EXCERPT PROVIDED:
━━━━━━
One might believe these were prepubescent children playing in someone's backyard or woods after watching too much television. But that isn't the case at all. They are the product of a mutated religious philosophy that has nothing to do with the teaching of Christ and his disciples. It would be more than a little disingenuous to ignore the fact that historic barbarisms have been committed in the name of Christianity. They have certainly. But this is the 21st century where enlightenment about the true meaning of our faith includes an understanding that its basis lies in its dedication to peace and kindness and the Ten Commandments.
Well, at least that is the way I was taught by a mother and father who, while they never carried their religion on their sleeves, were committed to the ideals of love and tolerance and giving on a daily basis. What they understood as the guiding principles of Christianity had no relationship to those apparently followed by the Michiganders who regarded it as their Christian duty to train for Armageddon between innocence and evil without knowing the difference and, thus, coming down on the side of the latter.
The problem is that these people aren't alone. Disaffected, ignorant followers of the philosophy of violence are popping up everywhere, posing a continuing threat to the law abiding. They're being helped both by the Internet that pulls them together and the easy access to weapons. The high rate of unemployment in states like Michigan has left otherwise normal citizens disaffected and vulnerable to the likes of those who hide behind religious masks and crazy schemes. Be careful. They aren't Christians.
━━━━━━
DATA FOR THIS TASK:
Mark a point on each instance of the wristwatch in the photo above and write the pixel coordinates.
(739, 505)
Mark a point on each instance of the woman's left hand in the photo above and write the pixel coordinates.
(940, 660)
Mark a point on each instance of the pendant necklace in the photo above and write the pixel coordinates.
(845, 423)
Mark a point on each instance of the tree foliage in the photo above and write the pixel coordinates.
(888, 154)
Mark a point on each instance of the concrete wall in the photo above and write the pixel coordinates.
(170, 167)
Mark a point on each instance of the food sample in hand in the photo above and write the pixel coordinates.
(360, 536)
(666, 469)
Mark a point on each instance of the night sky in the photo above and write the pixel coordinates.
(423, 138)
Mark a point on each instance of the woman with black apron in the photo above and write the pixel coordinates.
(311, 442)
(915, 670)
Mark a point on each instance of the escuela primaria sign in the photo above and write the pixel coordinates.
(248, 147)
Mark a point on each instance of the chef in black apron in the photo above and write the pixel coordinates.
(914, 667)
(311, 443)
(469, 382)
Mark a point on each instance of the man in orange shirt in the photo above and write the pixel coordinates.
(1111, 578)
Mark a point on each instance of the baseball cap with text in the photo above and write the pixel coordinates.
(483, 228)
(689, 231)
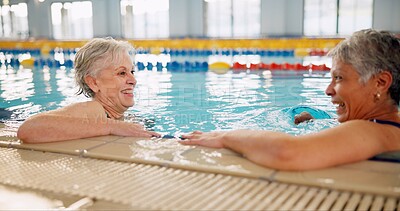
━━━━━━
WORK TO DO:
[a] Output everything in the commentary on religion and violence from "Well, at least" down to "of the latter.".
[b] Add 149 to every pixel coordinate in the listing, covering everything from the line that contains "Mark a point on each instance of the man" down to the end of the listing. Repeat each line in that span in full with the adjusted coordinates, and leave the pictures out of your answer.
The commentary and the listing were drawn from unrelated sources.

TASK-BY-TASK OUTPUTS:
[a]
Well, at least that is the way I was taught by a mother and father who, while they never carried their religion on their sleeves, were committed to the ideals of love and tolerance and giving on a daily basis. What they understood as the guiding principles of Christianity had no relationship to those apparently followed by the Michiganders who regarded it as their Christian duty to train for Armageddon between innocence and evil without knowing the difference and, thus, coming down on the side of the latter.

[b]
Mark a point on each instance of the man in orange shirt in the photo above and write the pixel coordinates.
(1260, 727)
Mark a point on each instance of the baseball cap with text in the photo above and write the pixel coordinates.
(632, 377)
(838, 380)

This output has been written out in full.